- **Task**: Can you rewrite the lines of the entries below as a numbered list, skipping any blank lines and leaving out the pictures?
# Input data start
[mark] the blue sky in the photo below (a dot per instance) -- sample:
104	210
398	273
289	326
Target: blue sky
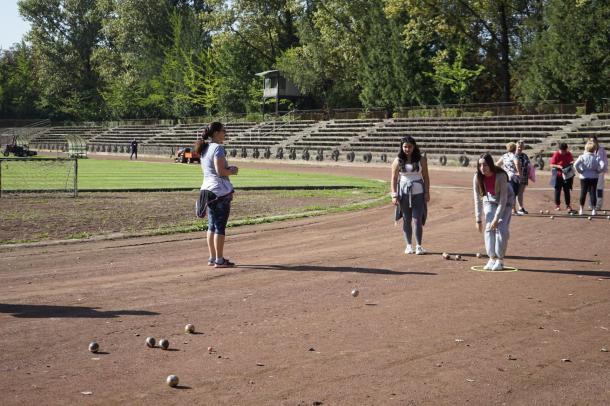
# Input data end
- **Exercise answer**:
1. [mark] the blue sky in the photo below (a dot per instance) -- sample:
2. 104	210
3. 398	273
4. 289	326
5. Target: blue sky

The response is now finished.